====== The data ======

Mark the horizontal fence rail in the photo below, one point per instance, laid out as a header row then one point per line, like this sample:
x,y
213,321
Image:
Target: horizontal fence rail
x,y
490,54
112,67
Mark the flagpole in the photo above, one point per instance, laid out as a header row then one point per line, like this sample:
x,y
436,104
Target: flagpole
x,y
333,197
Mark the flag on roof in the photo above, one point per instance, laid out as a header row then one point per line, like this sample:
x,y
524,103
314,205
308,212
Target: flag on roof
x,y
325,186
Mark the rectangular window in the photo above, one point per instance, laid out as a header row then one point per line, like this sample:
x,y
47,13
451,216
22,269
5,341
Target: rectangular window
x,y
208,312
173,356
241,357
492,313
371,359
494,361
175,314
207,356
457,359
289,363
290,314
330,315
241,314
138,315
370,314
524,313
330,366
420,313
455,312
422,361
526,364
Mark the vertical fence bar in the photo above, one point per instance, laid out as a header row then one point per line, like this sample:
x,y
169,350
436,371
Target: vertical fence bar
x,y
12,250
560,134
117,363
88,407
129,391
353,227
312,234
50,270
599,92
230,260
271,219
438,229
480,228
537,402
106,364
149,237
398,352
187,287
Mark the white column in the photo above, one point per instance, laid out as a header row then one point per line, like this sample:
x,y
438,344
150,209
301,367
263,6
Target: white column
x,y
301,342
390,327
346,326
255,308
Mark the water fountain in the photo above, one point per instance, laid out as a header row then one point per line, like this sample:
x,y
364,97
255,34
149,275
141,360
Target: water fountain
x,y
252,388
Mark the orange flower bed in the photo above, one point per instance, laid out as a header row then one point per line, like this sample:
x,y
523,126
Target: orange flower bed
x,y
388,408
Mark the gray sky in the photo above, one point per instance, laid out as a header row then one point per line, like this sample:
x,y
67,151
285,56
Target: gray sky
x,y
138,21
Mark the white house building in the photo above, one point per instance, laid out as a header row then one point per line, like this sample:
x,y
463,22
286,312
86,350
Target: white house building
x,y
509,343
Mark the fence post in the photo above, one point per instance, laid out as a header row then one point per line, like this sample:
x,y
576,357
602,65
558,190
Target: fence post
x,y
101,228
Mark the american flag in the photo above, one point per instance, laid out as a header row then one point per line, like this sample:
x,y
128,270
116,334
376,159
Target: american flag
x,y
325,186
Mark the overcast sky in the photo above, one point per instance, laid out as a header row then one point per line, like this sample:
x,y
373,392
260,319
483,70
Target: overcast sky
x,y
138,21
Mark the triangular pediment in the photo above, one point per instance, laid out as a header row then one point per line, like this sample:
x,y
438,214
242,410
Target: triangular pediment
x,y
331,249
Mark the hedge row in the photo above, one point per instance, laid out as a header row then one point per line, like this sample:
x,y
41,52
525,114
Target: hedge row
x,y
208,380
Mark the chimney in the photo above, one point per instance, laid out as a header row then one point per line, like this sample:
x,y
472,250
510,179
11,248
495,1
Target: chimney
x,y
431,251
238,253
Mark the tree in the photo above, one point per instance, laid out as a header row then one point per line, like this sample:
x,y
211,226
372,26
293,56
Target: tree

======

**Work instruction:** All lines from the one with "Target: chimney" through the final line above are to be quoted exactly; quote no other line.

**Exercise response:**
Target: chimney
x,y
431,251
238,253
Mark the tree in the photo above, one point per instance, laid out as a header row then one point per line, like this sample:
x,y
211,226
372,26
293,56
Target: tree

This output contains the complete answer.